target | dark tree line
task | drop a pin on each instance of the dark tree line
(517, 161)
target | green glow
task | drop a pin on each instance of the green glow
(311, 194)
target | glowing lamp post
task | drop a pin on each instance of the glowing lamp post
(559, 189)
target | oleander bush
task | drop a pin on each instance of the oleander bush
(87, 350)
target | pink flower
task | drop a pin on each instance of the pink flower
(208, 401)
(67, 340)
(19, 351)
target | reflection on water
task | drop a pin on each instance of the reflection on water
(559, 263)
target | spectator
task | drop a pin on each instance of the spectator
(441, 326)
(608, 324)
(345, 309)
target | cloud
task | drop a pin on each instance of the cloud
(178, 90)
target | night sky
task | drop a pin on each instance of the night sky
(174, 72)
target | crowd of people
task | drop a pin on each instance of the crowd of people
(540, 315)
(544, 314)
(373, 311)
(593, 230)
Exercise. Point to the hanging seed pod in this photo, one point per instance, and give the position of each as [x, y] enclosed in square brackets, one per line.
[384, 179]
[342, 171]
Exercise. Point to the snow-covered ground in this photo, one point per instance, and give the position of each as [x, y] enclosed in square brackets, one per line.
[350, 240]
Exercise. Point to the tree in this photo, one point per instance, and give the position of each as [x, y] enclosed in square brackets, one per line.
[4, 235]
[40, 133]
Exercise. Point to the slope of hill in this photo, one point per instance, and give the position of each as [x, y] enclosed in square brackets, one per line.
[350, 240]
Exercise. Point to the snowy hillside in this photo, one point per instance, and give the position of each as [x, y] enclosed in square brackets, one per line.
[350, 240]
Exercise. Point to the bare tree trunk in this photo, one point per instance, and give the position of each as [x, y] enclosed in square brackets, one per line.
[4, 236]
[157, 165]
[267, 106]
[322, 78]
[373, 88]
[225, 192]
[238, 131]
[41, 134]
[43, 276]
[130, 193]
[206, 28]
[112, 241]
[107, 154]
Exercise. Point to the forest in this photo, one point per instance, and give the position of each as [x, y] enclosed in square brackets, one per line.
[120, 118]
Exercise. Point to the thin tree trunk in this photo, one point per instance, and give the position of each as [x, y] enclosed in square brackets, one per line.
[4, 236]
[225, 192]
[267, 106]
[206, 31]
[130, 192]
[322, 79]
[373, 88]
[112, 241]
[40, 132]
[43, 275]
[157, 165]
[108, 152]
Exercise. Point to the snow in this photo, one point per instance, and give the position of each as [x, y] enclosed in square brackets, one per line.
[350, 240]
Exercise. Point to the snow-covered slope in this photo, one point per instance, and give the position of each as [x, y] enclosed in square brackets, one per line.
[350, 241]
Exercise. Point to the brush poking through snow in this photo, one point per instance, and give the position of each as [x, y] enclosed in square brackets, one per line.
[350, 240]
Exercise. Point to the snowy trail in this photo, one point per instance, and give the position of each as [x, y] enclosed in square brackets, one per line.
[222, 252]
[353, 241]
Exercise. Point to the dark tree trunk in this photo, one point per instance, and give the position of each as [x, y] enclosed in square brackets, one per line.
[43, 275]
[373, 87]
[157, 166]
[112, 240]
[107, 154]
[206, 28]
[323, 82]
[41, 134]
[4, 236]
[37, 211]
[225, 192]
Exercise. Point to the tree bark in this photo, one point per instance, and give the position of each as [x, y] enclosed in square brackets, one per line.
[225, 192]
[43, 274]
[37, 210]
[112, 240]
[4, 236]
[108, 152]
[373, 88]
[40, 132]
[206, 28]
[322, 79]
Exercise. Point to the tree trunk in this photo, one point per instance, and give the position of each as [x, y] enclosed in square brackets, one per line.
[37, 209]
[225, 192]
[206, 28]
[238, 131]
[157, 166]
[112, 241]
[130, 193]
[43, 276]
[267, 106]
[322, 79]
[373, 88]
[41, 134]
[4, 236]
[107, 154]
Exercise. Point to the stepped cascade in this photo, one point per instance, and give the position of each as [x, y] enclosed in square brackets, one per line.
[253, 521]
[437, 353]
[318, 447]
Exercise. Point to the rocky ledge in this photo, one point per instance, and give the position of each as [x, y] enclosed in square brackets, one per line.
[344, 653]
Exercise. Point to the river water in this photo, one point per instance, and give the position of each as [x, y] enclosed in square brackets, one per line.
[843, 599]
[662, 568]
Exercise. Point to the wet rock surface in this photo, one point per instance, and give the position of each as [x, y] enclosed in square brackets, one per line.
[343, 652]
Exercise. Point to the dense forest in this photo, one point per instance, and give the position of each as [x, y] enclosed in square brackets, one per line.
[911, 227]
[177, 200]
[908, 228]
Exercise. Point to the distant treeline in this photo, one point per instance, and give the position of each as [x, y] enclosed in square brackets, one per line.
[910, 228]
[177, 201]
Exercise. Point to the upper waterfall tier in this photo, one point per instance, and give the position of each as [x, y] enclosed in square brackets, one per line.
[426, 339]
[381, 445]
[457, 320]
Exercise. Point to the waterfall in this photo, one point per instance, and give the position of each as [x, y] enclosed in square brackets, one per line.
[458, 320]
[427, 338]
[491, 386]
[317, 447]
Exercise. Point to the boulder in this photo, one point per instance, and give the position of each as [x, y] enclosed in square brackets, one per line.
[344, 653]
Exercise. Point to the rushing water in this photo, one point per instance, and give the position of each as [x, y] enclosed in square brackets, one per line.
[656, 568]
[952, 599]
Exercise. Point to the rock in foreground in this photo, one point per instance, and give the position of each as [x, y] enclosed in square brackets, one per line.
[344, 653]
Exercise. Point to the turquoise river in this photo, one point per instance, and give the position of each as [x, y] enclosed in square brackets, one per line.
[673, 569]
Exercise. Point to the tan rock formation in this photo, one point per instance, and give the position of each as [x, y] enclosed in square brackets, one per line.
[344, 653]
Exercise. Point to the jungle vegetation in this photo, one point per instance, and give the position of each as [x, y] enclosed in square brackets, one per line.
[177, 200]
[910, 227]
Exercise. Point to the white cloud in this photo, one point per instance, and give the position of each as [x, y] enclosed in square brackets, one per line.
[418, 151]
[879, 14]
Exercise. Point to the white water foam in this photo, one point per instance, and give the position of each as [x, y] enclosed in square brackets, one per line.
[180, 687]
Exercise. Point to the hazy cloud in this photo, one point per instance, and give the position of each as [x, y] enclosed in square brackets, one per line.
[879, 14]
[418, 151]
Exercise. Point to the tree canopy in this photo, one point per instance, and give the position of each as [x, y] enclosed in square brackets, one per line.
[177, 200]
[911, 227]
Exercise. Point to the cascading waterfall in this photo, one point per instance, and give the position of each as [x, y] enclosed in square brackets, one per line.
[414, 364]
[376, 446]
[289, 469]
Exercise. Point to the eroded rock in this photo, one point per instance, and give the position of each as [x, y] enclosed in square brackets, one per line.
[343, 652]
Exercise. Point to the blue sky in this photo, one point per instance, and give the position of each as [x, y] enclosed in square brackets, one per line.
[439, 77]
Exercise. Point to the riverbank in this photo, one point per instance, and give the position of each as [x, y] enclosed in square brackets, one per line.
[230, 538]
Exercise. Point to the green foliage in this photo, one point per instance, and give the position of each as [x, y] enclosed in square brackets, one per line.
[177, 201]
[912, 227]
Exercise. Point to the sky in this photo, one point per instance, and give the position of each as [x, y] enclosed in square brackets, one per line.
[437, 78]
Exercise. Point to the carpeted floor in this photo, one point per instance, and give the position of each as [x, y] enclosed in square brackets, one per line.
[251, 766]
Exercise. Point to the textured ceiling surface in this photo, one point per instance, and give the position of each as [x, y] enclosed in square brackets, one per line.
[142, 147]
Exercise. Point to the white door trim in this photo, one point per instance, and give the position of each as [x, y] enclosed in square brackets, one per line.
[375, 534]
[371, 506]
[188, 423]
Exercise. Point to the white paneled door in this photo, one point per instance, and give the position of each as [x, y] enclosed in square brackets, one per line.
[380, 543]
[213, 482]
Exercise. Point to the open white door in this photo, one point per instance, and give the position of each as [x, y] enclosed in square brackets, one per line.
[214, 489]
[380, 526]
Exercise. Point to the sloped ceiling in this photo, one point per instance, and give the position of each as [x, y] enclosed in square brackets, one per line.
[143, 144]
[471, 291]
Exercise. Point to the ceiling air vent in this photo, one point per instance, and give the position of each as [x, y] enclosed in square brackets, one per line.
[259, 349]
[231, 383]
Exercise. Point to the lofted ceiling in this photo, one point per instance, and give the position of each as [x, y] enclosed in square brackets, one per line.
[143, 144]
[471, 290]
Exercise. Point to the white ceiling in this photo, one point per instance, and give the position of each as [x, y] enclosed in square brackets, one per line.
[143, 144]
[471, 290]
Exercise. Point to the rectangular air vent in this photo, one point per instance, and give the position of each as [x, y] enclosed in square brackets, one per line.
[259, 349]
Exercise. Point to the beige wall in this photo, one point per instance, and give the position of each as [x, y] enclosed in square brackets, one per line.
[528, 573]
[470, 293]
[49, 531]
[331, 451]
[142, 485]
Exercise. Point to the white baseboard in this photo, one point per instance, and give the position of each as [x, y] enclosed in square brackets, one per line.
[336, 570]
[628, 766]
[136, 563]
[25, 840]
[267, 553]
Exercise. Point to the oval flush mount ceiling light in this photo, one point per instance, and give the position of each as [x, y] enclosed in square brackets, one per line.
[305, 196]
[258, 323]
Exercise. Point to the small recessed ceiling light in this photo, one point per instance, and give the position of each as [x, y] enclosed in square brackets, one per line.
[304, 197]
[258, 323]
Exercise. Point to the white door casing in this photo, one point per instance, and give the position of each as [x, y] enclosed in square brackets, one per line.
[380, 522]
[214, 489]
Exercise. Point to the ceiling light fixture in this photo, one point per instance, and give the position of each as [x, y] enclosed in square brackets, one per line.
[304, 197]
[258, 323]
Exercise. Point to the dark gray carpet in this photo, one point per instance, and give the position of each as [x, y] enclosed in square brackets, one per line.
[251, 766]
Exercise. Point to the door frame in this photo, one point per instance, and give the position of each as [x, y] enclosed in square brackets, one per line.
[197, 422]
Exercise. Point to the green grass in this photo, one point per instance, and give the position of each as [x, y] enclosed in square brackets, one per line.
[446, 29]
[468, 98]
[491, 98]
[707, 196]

● **Your instructions**
Whenever the word "target" shows up in a line of the entries, copy that line.

● **Expected output**
target | dark tree line
target | green glow
target | glowing lamp post
target | oleander bush
target | pink flower
target | reflection on water
target | spectator
target | cloud
target | night sky
target | crowd of people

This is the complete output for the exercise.